BUT it wasn’t until recently, while listening to the radio that I heard a discussion about Aphantasia and then it all fell into place, for 57 years I thought I was different, lacking a good memory. People said I didn’t care about things and that was why I didn’t remember the details. NOW I can hold my head up because I know it isn’t me.
I’m delighted to have found this website. I can’t remember the fist time I realized that my inner experience was so different from everyone else’s. I have a number of memories that stand out, but I couldn’t tell you which was the first one. But I do recall that I immediately started surveying my family members and I am the only one who can’t actually see an apple when someone says "picture an apple." I felt sad and kind of ripped off about that. I sure as heck was surprised! It might have been when my partner said that she could remember things by picturing the book she read it in and just reading it off. And she can spell aloud quickly because she can picture the word and just read off the letters. Really?!?!?! Then she started asking me about my experience and it was really hard to talk about. How do I remember things? Most puzzling is that I have a really good sense of direction and she doesn’t. I can "picture" what’s on a certain street corner and find my way back there, but I don’t see anything. I can best say that it’s kinesthetic and descriptive. If I try to picture an apple I may draw it in the blackness behind my closed eyes, and I’ll think of the shape and colour of a delicious apple (one I don’t particularly like), or a granny smith apple (which was my favourite at one time, but is not too acidic for me), but I don’t see anything. I’m just sort of flipping through memories of apples.

:::::

**Objective A:**
Echo the aphantasia passage between "BUT it wasn’t" and "it isn’t me.", inclusive.
**Objective B:**
Please decide whether each statement agrees with the aphantasia passage, answering yes or no and quoting the words that settle it: (i) the writer of the first account spent 57 years believing the problem was a poor memory; (ii) in the second account, the partner has a better sense of direction than the writer; (iii) the second writer's family members also cannot see an apple when asked to picture one.

:::::

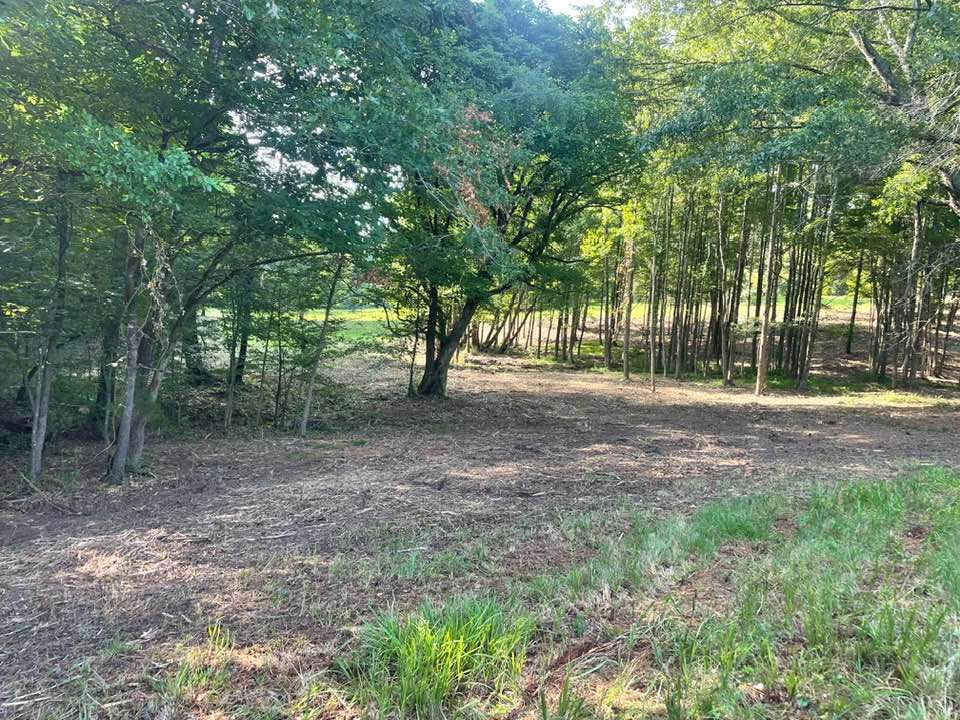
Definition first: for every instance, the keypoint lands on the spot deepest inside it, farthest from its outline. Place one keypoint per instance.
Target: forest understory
(290, 545)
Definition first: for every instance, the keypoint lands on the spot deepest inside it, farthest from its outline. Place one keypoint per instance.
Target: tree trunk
(856, 298)
(433, 382)
(312, 383)
(55, 318)
(118, 463)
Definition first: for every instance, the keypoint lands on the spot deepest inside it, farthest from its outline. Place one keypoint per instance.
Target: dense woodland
(189, 188)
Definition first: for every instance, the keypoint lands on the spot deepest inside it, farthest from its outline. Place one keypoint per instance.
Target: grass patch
(420, 665)
(836, 619)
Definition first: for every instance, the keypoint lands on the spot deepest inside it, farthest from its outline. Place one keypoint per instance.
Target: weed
(419, 665)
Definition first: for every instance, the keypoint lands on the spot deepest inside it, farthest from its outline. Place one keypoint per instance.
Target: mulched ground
(250, 530)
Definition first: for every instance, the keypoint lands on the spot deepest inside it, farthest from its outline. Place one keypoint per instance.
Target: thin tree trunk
(315, 370)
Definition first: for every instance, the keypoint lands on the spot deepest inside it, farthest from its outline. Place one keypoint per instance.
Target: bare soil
(279, 538)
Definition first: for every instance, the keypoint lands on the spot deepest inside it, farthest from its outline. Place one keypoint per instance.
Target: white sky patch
(568, 7)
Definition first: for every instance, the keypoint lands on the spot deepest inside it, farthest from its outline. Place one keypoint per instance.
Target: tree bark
(315, 370)
(433, 382)
(55, 318)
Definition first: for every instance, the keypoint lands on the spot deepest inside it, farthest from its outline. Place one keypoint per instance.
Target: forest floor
(292, 544)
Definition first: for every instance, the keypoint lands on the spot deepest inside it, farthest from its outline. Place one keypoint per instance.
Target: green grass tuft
(419, 665)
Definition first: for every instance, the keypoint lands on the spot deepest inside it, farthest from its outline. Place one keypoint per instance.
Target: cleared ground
(290, 544)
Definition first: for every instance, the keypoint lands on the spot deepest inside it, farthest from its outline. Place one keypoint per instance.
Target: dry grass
(293, 544)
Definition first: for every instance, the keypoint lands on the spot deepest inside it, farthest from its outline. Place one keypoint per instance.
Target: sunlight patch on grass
(418, 666)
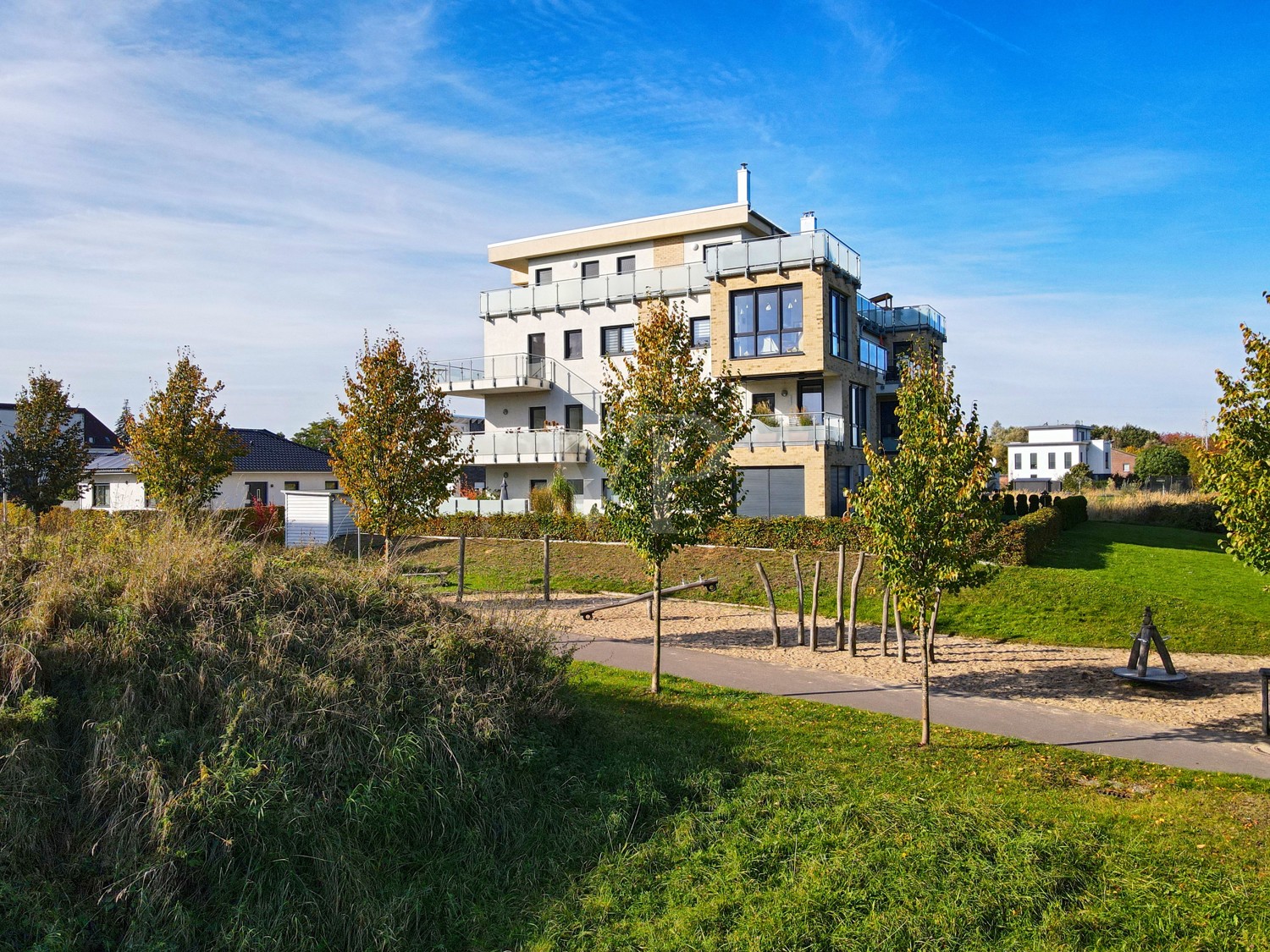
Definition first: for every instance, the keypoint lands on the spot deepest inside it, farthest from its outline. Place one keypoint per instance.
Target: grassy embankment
(1089, 589)
(205, 746)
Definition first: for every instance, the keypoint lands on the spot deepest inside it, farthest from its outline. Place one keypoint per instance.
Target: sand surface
(1223, 692)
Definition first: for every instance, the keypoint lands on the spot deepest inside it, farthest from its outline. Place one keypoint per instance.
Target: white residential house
(1052, 449)
(271, 466)
(782, 309)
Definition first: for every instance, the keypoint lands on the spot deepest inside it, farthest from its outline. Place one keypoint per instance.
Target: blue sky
(1082, 190)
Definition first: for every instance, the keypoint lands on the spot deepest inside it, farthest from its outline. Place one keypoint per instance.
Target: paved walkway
(1046, 724)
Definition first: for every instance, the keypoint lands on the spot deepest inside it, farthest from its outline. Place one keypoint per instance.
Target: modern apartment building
(784, 310)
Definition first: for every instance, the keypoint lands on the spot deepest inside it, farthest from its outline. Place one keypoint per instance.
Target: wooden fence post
(798, 581)
(462, 564)
(771, 604)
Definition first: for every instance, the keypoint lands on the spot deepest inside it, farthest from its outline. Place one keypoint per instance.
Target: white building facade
(1052, 449)
(784, 310)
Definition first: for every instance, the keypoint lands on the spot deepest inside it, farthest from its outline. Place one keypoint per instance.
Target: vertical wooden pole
(798, 581)
(855, 592)
(838, 627)
(815, 607)
(771, 604)
(462, 564)
(546, 568)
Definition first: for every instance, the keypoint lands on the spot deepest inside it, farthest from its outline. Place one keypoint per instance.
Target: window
(838, 320)
(859, 414)
(767, 322)
(617, 340)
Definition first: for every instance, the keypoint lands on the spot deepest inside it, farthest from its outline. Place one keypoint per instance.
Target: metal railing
(781, 251)
(554, 446)
(781, 431)
(596, 292)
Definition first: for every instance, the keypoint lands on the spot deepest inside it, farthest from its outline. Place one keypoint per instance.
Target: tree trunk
(899, 631)
(815, 607)
(855, 592)
(926, 675)
(771, 604)
(657, 629)
(798, 581)
(838, 627)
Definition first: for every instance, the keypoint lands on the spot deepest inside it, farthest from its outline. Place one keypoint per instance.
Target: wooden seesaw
(708, 584)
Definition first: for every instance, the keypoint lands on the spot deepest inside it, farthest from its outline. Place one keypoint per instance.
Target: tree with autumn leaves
(396, 451)
(668, 432)
(925, 507)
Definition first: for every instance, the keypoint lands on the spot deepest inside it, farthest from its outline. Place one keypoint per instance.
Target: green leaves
(668, 433)
(42, 461)
(396, 451)
(1239, 464)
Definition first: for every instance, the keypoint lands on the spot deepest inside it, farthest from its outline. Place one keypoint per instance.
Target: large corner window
(617, 340)
(840, 320)
(767, 322)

:::::

**Task answer A:**
BUT it wasn’t until recently, while listening to the radio that I heard a discussion about Aphantasia and then it all fell into place, for 57 years I thought I was different, lacking a good memory. People said I didn’t care about things and that was why I didn’t remember the details. NOW I can hold my head up because I know it isn’t me.

**Task answer B:**
(i) Yes: "for 57 years I thought I was different, lacking a good memory."
(ii) No: "I have a really good sense of direction and she doesn’t."
(iii) No: "I am the only one who can’t actually see an apple when someone says "picture an apple.""